◆ Task instructions:
Working from the records below, repeat exactly the lines starting at the line that contains "Phrase: flat rooftop" and ending at the line that contains "Phrase: palm tree", inclusive.

#### Exercise data ####

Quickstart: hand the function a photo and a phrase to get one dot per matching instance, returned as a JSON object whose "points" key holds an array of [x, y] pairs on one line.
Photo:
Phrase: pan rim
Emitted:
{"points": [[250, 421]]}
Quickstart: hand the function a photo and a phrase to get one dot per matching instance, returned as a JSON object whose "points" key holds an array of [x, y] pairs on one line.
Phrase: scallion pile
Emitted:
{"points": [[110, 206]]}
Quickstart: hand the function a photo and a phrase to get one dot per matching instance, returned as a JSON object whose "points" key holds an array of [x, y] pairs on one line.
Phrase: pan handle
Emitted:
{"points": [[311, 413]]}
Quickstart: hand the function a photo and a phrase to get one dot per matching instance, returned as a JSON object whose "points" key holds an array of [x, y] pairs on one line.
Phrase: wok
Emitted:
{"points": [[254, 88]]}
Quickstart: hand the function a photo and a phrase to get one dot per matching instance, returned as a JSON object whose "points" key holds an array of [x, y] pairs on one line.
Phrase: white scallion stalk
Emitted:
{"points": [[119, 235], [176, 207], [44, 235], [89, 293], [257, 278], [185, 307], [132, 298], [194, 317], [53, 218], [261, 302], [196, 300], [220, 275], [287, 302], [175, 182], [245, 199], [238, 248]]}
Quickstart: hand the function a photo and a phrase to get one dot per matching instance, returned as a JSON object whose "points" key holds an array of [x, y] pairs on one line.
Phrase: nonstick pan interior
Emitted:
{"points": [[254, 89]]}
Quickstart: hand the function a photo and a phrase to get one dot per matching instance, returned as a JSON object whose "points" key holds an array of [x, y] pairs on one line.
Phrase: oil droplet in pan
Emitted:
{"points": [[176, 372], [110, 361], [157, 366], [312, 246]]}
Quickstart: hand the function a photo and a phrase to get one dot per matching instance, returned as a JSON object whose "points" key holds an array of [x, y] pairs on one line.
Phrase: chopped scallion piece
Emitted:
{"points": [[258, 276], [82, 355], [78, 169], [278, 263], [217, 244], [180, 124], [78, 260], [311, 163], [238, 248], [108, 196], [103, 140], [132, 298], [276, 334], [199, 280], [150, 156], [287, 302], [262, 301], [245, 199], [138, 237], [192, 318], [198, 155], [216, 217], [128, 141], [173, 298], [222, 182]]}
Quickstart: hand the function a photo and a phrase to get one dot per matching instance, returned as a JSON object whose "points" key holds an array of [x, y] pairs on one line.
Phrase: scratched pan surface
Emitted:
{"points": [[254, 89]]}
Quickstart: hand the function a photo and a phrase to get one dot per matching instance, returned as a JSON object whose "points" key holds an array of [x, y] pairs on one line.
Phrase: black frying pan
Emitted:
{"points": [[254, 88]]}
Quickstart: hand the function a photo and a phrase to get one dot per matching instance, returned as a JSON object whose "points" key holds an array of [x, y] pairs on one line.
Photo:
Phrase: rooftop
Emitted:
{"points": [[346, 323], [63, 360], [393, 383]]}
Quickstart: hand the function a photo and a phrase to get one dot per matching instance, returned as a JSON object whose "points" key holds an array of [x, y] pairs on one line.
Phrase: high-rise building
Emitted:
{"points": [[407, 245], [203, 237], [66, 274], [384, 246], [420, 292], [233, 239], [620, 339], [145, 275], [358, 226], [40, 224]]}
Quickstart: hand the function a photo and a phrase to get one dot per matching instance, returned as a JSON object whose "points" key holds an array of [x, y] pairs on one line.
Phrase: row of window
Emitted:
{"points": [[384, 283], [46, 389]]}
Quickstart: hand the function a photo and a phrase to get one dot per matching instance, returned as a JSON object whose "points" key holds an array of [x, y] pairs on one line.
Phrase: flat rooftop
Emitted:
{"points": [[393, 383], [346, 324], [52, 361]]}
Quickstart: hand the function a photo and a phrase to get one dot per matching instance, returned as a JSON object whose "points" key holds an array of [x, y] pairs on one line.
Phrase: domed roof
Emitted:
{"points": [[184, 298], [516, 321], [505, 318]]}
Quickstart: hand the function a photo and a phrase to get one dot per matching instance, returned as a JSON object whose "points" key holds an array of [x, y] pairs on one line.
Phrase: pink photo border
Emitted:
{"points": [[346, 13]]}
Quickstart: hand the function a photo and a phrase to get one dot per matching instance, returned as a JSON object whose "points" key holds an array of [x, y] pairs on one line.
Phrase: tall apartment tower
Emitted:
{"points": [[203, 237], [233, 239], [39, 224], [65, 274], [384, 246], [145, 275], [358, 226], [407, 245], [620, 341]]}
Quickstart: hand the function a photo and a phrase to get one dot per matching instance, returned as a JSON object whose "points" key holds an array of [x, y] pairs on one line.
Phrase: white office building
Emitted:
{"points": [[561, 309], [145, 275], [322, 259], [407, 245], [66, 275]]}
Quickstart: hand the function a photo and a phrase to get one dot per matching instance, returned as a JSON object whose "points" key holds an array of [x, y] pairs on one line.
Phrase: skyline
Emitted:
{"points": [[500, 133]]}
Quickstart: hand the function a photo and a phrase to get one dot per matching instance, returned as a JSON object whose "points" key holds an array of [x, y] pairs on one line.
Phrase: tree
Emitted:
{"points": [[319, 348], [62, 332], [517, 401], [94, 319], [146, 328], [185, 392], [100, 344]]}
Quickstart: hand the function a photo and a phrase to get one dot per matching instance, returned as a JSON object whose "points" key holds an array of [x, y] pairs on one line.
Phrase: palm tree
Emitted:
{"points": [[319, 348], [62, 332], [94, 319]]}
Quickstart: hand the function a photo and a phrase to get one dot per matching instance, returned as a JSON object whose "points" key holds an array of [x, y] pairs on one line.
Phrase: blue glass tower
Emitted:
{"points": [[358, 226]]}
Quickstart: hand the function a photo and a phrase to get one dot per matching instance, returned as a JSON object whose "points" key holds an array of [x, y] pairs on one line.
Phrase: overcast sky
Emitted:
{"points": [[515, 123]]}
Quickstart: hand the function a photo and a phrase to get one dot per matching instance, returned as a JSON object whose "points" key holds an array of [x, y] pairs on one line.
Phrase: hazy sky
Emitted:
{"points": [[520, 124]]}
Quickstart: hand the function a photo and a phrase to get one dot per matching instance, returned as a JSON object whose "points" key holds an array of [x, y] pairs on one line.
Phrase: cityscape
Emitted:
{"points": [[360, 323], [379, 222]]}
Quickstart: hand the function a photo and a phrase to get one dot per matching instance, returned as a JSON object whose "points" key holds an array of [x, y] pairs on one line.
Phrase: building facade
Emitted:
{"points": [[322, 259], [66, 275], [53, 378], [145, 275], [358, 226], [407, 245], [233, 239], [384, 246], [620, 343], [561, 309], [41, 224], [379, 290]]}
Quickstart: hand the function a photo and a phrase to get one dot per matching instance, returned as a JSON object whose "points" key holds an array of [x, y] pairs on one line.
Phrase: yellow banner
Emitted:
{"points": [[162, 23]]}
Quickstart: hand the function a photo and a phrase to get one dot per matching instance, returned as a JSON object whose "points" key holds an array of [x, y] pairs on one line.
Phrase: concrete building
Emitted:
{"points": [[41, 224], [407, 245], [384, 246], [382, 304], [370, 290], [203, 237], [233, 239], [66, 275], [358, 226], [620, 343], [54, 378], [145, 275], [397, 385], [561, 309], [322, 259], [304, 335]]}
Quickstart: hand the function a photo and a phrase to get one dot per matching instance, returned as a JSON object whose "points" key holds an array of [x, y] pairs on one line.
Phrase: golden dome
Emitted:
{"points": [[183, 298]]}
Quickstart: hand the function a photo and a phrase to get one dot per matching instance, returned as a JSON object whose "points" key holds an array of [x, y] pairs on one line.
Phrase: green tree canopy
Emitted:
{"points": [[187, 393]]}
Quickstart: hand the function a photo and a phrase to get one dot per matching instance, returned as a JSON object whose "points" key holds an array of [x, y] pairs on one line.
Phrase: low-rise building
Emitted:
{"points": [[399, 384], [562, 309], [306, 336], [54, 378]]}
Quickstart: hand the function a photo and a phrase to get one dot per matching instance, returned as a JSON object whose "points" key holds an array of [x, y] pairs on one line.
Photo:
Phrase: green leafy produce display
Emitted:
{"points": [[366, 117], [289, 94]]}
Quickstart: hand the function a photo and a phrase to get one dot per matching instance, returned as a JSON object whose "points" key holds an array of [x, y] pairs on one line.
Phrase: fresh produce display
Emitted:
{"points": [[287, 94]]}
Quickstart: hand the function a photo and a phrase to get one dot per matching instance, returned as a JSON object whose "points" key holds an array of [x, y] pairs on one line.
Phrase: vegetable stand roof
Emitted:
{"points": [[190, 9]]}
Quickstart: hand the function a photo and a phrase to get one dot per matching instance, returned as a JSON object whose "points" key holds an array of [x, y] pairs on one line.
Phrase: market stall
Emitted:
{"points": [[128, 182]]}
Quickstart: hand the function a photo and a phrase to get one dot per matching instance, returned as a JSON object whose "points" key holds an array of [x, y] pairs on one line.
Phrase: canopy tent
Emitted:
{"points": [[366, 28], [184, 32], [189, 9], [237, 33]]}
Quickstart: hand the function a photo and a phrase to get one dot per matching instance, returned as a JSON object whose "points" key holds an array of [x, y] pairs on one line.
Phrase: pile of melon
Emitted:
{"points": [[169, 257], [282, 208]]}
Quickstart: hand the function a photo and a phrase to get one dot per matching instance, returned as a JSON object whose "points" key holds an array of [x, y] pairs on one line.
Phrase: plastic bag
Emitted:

####

◆ Answer for the task:
Phrase: flat rooftop
Emitted:
{"points": [[393, 383], [346, 324], [52, 361]]}
Quickstart: hand the function a photo and a phrase to get one dot per matching instance, returned as a JSON object whose "points" key holds an array of [x, y] pairs on one line.
Phrase: domed roof
Emitted:
{"points": [[184, 298], [516, 321], [505, 318]]}
Quickstart: hand the function a photo and a phrase to get one dot per matching instance, returned as a JSON object whose "points" key holds an array of [x, y] pairs on one line.
Phrase: pink photo border
Emitted:
{"points": [[346, 13]]}
Quickstart: hand the function a photo and a phrase to get one dot per matching instance, returned as a JSON object whose "points" key holds an array of [x, y] pairs on one line.
Phrase: tall apartment tower
Emitted:
{"points": [[203, 237], [233, 239], [39, 224], [65, 274], [384, 246], [145, 275], [358, 226], [407, 245], [620, 341]]}
Quickstart: hand the function a photo and a phrase to get one dot per matching instance, returned as a JSON object whose "points" key holds an array of [x, y] pairs on one line.
Phrase: white office building
Emitted:
{"points": [[561, 309], [145, 275], [322, 259], [407, 245], [66, 275]]}
Quickstart: hand the function a photo and a phrase to get one dot per matching instance, returned as a JSON object whose "points" key holds an array of [x, y] pairs on one line.
Phrase: skyline
Emitted:
{"points": [[500, 133]]}
Quickstart: hand the function a photo and a phrase to get one dot per matching instance, returned as a JSON object whose "points" key holds an array of [x, y] pairs on one line.
Phrase: tree
Emitted:
{"points": [[319, 348], [62, 332], [517, 401], [94, 319], [146, 328], [185, 392], [100, 344]]}
Quickstart: hand the function a photo and a phrase to get one dot per matching instance, returned as a JSON object whose "points" key holds an array of [x, y] pairs on one line.
Phrase: palm tree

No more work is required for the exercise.